Work to complete >>
Copy exactly the lines of the records below, and only those lines, beginning with the line that contains "Target: wooden shelter" and ending with the line that contains "Target: street lamp".

+++ Records provided +++

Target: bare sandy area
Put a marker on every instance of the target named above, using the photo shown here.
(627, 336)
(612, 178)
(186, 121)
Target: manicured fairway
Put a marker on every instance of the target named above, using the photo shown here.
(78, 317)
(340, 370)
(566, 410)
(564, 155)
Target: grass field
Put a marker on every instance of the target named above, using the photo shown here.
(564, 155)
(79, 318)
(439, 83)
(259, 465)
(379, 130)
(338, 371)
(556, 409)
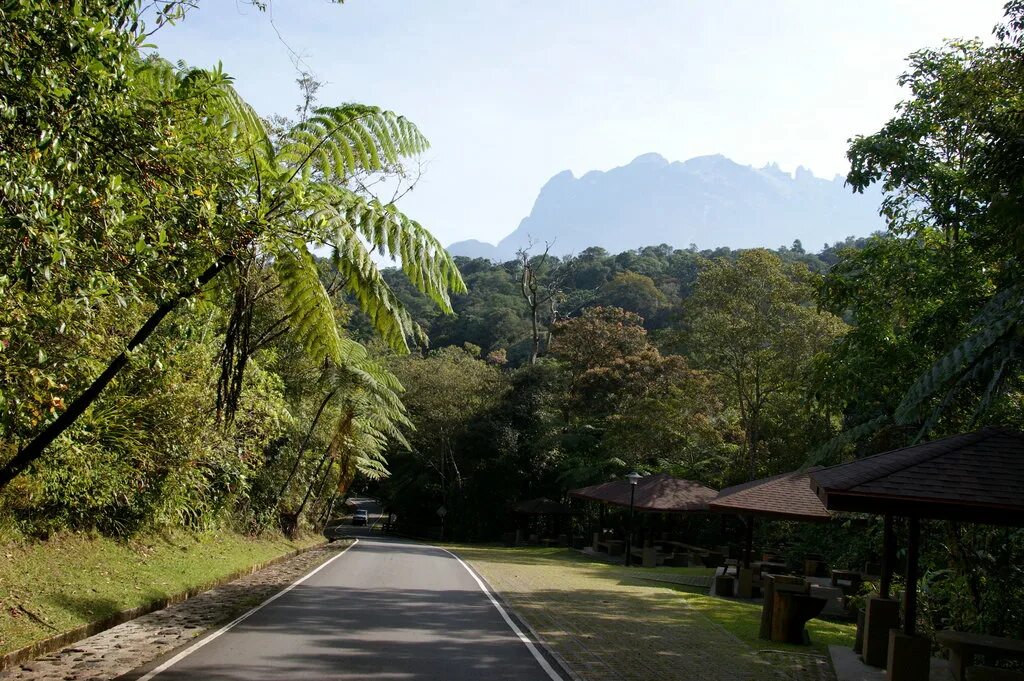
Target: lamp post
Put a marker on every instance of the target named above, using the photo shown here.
(633, 477)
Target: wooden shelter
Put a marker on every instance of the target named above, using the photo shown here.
(658, 493)
(785, 497)
(972, 477)
(542, 506)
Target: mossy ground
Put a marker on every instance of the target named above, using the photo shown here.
(74, 579)
(602, 616)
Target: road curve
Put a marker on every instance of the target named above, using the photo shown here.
(384, 609)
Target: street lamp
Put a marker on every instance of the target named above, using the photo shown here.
(633, 477)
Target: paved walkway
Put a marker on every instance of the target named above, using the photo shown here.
(126, 646)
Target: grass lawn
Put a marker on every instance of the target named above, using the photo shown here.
(72, 580)
(608, 622)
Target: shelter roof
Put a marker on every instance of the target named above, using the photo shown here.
(542, 506)
(656, 494)
(976, 476)
(787, 496)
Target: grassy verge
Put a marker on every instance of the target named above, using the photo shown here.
(742, 620)
(599, 615)
(50, 587)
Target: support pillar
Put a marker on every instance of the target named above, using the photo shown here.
(888, 557)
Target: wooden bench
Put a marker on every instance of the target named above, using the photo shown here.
(980, 673)
(613, 547)
(964, 646)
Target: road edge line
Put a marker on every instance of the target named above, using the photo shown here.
(199, 644)
(541, 660)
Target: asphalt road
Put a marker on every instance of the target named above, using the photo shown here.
(384, 609)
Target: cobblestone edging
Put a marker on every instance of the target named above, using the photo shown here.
(134, 637)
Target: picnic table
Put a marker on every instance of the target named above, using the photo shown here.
(854, 578)
(614, 547)
(768, 566)
(964, 646)
(787, 606)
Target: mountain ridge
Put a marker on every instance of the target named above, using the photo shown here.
(709, 201)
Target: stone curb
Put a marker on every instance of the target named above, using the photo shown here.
(62, 639)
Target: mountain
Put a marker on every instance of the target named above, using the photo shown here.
(709, 201)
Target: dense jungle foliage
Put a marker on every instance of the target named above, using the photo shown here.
(194, 329)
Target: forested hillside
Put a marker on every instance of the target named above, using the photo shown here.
(174, 354)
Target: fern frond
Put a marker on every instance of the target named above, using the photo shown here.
(847, 437)
(341, 141)
(309, 307)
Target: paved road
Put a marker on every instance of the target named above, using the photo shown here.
(384, 609)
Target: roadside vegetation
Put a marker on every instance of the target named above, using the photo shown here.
(196, 335)
(47, 588)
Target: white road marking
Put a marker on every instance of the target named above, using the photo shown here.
(542, 661)
(199, 644)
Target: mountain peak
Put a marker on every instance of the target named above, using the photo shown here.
(651, 158)
(710, 201)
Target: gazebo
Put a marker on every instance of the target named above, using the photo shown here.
(658, 493)
(785, 497)
(541, 506)
(973, 477)
(538, 511)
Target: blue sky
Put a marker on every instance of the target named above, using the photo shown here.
(510, 93)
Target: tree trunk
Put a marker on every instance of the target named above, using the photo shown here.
(302, 448)
(537, 339)
(309, 490)
(38, 444)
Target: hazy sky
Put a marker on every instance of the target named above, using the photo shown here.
(510, 93)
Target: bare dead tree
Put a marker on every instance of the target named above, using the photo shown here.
(541, 281)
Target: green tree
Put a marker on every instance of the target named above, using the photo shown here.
(249, 197)
(752, 323)
(949, 163)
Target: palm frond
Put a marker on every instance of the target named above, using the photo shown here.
(342, 141)
(996, 335)
(309, 307)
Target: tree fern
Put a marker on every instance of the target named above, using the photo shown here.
(983, 356)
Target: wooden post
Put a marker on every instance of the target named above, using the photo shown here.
(749, 541)
(888, 556)
(910, 595)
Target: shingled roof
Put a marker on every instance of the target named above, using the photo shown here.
(658, 494)
(787, 496)
(542, 506)
(976, 476)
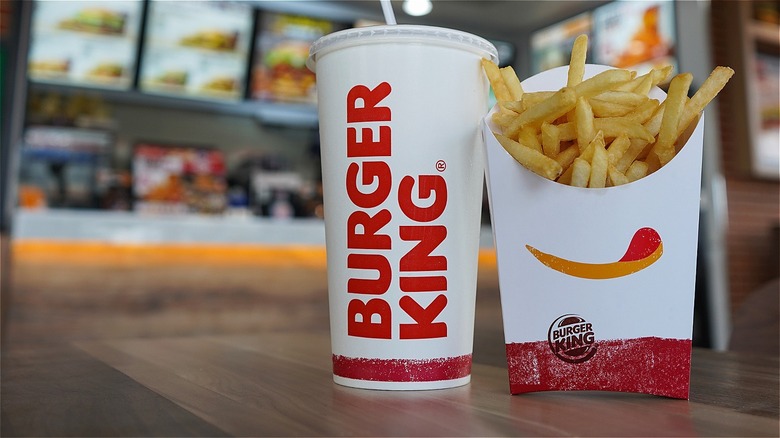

+++

Response >>
Target: wooden shelter
Put a marker on every instance of the target named above, using the photo shown here.
(658, 493)
(785, 497)
(972, 477)
(542, 506)
Target: mossy ground
Put a marker on every instance of the target named above, using the photo shown here.
(74, 579)
(602, 616)
Target: road curve
Put a marker on every instance of the target named above, using the photo shown here.
(384, 609)
Target: street lamp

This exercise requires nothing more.